**** Material for this exercise
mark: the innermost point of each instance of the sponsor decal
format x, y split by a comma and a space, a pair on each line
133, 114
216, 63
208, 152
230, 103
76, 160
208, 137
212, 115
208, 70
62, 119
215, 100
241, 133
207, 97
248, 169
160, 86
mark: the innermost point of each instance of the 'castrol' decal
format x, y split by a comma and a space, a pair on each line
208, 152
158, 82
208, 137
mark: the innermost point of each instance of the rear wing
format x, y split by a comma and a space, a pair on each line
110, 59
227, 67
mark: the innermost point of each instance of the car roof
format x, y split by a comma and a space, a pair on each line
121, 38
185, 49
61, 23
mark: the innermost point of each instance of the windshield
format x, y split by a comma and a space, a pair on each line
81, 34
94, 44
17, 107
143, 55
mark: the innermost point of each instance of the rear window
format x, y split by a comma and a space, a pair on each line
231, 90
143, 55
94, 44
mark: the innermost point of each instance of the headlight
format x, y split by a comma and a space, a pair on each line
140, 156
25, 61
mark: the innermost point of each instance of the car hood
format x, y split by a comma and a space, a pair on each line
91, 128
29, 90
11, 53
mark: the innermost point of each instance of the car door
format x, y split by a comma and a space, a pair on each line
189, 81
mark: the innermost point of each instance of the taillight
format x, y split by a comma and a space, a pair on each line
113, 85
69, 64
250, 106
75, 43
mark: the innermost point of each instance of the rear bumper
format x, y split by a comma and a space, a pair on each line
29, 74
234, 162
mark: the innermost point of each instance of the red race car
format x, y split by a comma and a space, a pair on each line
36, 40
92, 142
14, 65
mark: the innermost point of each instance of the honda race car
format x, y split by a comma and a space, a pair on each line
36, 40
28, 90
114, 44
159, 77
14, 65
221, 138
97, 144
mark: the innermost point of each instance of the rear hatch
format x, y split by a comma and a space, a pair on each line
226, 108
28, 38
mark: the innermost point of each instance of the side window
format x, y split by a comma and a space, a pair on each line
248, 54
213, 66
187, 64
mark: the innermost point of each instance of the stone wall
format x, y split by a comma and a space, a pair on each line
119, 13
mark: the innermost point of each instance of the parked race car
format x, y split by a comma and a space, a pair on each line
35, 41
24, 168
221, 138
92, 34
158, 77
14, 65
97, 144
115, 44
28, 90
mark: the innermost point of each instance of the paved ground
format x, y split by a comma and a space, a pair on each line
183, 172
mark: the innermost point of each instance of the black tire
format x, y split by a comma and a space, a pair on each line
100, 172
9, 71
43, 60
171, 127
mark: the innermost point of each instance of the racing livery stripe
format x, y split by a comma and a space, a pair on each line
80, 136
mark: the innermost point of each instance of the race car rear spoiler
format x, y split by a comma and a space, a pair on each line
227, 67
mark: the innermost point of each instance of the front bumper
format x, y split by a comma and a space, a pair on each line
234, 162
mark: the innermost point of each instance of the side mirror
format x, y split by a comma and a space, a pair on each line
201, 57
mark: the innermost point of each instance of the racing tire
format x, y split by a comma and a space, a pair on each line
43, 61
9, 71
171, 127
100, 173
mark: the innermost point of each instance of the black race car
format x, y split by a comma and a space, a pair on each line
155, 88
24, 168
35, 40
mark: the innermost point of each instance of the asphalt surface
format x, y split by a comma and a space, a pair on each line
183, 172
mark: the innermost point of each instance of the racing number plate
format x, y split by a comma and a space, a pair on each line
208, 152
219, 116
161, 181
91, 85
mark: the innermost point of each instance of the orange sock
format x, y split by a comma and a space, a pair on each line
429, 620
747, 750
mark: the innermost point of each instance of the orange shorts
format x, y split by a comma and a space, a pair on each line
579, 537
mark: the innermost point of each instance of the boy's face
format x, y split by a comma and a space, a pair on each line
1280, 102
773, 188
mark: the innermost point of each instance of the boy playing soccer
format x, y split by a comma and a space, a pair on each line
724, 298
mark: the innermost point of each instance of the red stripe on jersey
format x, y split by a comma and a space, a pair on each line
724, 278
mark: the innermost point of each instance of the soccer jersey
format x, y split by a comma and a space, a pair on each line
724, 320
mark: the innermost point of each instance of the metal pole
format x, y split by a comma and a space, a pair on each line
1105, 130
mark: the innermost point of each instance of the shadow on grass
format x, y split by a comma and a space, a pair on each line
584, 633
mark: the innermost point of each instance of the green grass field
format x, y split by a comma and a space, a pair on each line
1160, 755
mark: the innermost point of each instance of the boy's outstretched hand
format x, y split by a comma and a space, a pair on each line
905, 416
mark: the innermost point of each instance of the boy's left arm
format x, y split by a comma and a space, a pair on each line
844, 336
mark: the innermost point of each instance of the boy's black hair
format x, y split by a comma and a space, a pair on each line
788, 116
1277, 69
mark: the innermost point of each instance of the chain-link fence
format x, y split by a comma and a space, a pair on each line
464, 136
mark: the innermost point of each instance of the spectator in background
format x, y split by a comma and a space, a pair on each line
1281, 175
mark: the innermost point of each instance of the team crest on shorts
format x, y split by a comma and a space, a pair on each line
********
Task requirements: Take the entries above and return only the lines from the one with "mark: the innermost point of each instance of the boy playing" to the one with "mark: the innermost point of each instance of the metal", both included, unchanged.

Answer section:
mark: the innermost point of each instance of the boy playing soccer
format x, y split by a comma and a space, a pair on each line
724, 298
mark: the innermost point of each instance of the red stripe on jersey
format x, y split by a comma and a space, a pair on each line
724, 278
mark: the innermost point of each instance of the soccer jersey
format x, y split by a comma and a space, a pair on each line
724, 320
mark: the innermost point of each instance of the metal pole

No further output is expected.